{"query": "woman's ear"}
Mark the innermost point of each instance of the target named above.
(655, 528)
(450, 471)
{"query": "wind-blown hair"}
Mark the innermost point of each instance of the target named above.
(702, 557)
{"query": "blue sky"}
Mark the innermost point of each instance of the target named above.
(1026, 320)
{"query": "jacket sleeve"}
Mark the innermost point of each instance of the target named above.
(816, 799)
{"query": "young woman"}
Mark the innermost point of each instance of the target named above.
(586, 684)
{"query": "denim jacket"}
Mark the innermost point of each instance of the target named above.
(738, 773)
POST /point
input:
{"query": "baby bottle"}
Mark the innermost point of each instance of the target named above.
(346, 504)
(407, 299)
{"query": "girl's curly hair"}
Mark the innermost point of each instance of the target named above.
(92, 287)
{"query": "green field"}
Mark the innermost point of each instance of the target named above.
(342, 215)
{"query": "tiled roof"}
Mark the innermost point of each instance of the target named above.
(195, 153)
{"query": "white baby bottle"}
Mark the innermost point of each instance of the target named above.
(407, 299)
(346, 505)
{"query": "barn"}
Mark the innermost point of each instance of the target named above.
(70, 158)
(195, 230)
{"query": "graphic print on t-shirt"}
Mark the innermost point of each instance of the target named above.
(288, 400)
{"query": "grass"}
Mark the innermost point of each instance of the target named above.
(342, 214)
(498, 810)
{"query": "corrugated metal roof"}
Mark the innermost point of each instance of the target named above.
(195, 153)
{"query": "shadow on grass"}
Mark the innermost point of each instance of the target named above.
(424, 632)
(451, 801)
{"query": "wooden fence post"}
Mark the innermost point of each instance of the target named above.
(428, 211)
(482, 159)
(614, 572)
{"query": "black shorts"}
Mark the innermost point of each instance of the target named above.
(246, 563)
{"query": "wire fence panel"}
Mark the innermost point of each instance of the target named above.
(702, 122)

================================

* TASK DETAILS
The response should be a verbatim transcription of the data.

* OUTPUT BELOW
{"query": "woman's ear"}
Mark the innermost point of each instance of the target named above.
(655, 528)
(450, 471)
{"query": "wind-blown hair"}
Mark the innermost point of each instance of the target named above.
(702, 557)
{"query": "blue sky"}
Mark the innermost point of each instance of the target named above.
(1026, 320)
{"query": "jacket sleeve"}
Mark the innermost point of each instance of the target named above.
(816, 799)
{"query": "young woman"}
Mark the innermost point of each instance of the target named above.
(586, 684)
{"query": "denim jacket"}
Mark the innermost point of each instance of the target named above.
(738, 773)
POST /point
input:
{"query": "baby bottle"}
Mark the innermost point of each instance of the target named above.
(346, 504)
(407, 299)
{"query": "girl's curly hair"}
Mark the innermost point of each instance of the target named above.
(92, 287)
{"query": "green field"}
Mark the innermost point of each instance of the target named above.
(342, 215)
{"query": "tiled roof"}
Mark the innermost point of each instance of the target named above.
(195, 153)
{"query": "white baby bottle"}
Mark the innermost point of each instance of the target named above.
(407, 299)
(346, 505)
{"query": "barn"}
Mark the innermost point of each instance of the target named above.
(70, 158)
(195, 230)
{"query": "graphic print on t-shirt"}
Mark the innermost point of each instance of the target named above.
(288, 400)
{"query": "grass"}
Mark the innermost point of each instance of the target named above.
(342, 214)
(498, 810)
{"query": "corrugated metal roof"}
Mark the innermost point of each instance of the target named above.
(195, 153)
{"query": "shadow on grass"}
Mark the innermost point of each instance of the target named above.
(424, 632)
(451, 801)
{"query": "wooden fence post"}
Mark the innermost point of each instance of the target named above.
(428, 211)
(482, 159)
(614, 572)
{"query": "black shorts"}
Mark the innermost point of each instance of the target named above.
(246, 563)
{"query": "wire fence panel"}
Mark the innermost point of each instance of the target named above.
(702, 122)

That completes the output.